» **YOUR OBJECTIVE**
Extend the piece proposing a "Merkel Moratorium" past its last sentence, in the same voice and line of argument.

» **SOURCE EXCERPT**

-------------------------

The 'Creditanstalt', Vienna, Announces the 'Merkel Moratorium'



The 'Creditanstalt' Vienna Proudly Announces the

'Merkel Moratorium'


Herbert Hoover taking office in 1929.
Hoover proclaiming the Moratorium in 1931
Hoover inspecting occupied Germany in 1946
You too can join this illustrious Ahnengalerie

Hans-Werner Sinn and George Soros have been debating Germany's role in the Euro crisis at cross purposes at project-syndicate. Naturally I had to throw in my two cents, so I came up with the brilliant idea of the 'Merkel Moratorium'. Like all of my brilliant ideas, it will be attributed to the 'Creditanstalt' Vienna:


Maybe Germany could make the first step on the road to recovery by issuing a "Merkel Moratorium" suspending international debt payments, analogous to the Hoover Moratorium of 1931 that was the first step out of the Great Depression (followed by abandonment of the Gold Standard and rearmament Keynesianism). This suspended not only Germany's WWI reparations but also the private American Dawes Plan debt that was actually financing them, and was then fully repudiated by Hitler. The Allies had learned their lesson from the Versailles Treaty and did not reimpose the 675% prewar debt level on occupied Germany, allowing it to start the Bretton Woods era practically with a clean slate (more than was vouchsafed the UK - see Robert Kuttner in the NY Review).

-------------------------

» **DATA ENTRIES**
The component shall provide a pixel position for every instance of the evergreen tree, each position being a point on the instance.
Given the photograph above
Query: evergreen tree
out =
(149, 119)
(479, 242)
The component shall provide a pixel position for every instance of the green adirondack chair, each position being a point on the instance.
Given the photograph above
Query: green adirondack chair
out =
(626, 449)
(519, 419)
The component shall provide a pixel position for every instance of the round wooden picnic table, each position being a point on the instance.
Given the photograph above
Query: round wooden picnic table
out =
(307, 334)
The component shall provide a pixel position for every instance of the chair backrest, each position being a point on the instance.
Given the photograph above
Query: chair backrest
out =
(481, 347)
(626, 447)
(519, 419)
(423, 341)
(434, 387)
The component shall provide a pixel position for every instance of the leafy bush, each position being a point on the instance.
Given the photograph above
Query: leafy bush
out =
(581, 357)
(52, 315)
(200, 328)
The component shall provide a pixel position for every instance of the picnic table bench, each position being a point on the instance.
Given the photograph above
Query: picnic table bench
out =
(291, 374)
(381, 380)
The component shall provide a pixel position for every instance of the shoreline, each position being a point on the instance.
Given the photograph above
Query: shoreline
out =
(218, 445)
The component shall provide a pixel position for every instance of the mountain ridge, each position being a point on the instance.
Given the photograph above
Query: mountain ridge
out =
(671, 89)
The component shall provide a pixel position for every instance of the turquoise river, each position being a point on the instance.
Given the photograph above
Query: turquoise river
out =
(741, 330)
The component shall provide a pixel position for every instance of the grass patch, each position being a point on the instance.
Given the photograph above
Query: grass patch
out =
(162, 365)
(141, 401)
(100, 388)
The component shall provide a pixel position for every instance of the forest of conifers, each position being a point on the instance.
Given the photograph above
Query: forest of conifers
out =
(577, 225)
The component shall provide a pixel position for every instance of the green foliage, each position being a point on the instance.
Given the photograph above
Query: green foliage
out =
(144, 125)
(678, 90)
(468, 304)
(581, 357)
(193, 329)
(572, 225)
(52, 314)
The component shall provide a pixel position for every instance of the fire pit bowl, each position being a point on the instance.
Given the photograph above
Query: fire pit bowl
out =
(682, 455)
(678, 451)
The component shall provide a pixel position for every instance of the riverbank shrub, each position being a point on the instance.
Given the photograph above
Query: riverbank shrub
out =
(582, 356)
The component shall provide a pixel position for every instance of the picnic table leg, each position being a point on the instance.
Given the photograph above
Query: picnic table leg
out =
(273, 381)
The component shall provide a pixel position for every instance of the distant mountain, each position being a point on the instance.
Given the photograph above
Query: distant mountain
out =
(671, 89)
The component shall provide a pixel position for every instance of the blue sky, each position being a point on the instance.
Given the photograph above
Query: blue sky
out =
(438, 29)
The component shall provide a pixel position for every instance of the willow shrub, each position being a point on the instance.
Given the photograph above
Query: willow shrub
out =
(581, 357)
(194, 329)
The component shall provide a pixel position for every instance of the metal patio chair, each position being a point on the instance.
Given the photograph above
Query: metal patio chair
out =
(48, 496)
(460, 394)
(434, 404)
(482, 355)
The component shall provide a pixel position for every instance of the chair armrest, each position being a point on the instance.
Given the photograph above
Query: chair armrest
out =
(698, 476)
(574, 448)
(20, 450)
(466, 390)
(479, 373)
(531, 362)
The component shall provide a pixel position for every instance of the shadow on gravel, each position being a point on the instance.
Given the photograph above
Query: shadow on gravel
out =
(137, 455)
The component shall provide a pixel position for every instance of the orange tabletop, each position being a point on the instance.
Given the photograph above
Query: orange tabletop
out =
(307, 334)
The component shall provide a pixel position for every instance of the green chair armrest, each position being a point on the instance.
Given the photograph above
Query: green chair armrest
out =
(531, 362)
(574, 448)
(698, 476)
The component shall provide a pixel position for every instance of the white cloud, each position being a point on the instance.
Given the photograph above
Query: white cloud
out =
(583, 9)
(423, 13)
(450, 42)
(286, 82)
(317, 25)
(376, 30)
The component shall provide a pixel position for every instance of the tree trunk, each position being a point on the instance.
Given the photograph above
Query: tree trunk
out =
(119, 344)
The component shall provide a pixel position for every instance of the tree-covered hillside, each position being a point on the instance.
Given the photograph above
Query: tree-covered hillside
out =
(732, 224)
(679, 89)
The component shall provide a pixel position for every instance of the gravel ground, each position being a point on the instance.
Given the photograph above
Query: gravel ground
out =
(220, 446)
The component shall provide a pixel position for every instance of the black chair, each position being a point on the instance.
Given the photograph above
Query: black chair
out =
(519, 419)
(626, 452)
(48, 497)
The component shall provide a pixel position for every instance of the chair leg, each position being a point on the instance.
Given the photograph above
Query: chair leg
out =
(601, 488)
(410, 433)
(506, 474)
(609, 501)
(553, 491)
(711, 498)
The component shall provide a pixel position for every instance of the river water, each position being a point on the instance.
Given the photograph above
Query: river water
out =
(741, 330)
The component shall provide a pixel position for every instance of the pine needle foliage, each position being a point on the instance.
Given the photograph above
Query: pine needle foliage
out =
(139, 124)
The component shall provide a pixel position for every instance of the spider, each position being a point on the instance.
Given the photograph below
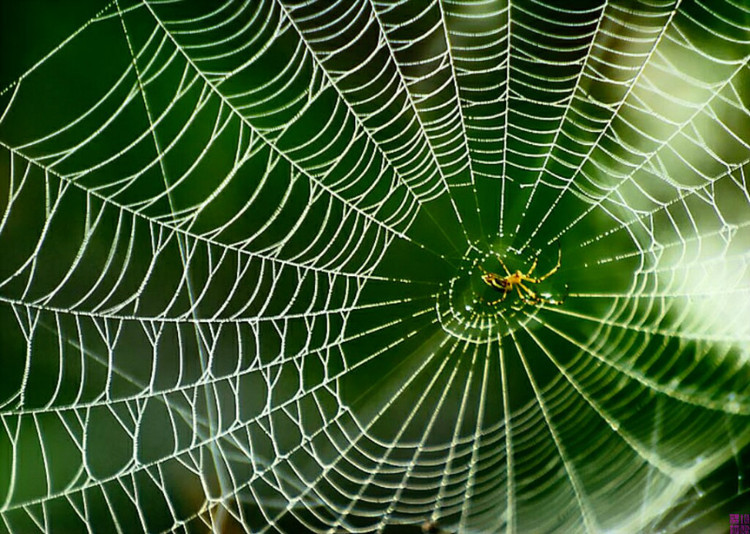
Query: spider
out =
(506, 283)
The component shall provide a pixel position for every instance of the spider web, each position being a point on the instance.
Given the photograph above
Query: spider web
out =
(241, 253)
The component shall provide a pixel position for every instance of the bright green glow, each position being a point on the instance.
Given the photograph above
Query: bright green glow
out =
(240, 250)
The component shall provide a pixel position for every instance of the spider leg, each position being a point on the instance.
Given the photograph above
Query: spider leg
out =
(531, 292)
(521, 295)
(554, 269)
(533, 266)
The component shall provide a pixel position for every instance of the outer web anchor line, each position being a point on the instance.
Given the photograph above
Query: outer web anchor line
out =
(495, 292)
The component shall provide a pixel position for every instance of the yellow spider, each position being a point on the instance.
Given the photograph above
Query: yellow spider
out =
(506, 283)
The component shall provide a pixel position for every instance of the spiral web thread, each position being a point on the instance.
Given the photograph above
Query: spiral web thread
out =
(231, 237)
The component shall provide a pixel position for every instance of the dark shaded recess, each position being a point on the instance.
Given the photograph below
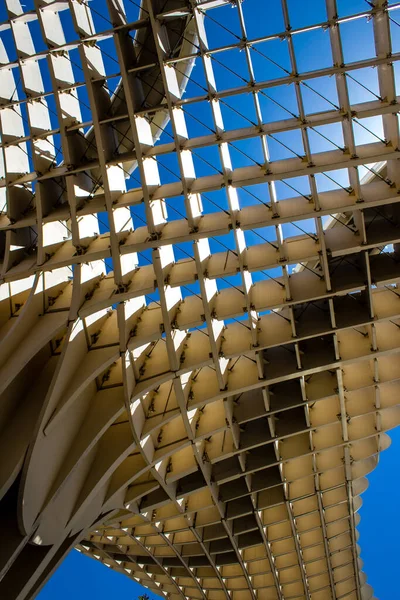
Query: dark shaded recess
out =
(352, 309)
(312, 318)
(285, 395)
(191, 483)
(317, 352)
(279, 361)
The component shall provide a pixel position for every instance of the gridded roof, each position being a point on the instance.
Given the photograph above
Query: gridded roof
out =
(199, 299)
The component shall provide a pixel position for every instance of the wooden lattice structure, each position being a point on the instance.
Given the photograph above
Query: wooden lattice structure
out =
(200, 419)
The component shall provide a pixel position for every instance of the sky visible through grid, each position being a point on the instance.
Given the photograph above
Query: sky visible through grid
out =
(79, 575)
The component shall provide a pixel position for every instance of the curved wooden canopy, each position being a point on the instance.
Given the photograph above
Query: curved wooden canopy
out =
(195, 401)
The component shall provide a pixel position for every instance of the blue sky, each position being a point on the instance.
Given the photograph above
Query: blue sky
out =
(80, 577)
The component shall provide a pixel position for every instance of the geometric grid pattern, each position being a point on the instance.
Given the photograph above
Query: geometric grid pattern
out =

-------------------------

» **EXERCISE RESULT**
 The US, as net world creditor, could afford to absorb these losses and even went on to recycle its export surpluses in the Marshall Plan. Now the world has come almost full circle and Germany is a major net creditor. Does it have any alternative to debt forgiveness and recycling its trade surpluses with the Eurozone periphery? That austerity, deflation and forcible debt extraction are self-defeating is something we already learned in the 1930s. And a Eurozone breakup would be an even bigger debt write-off for Germany. So it's time to unclench the fist in the current account cookie pot and start doing something constructive.

Note: The 'Creditanstalt's' 'Merkel Moratorium' is not to be confused with the current German government's 2011 about-face on extending the lifetimes of nuclear reactors after the Fukushima disaster, also known as the 'Merkel Moratorium'.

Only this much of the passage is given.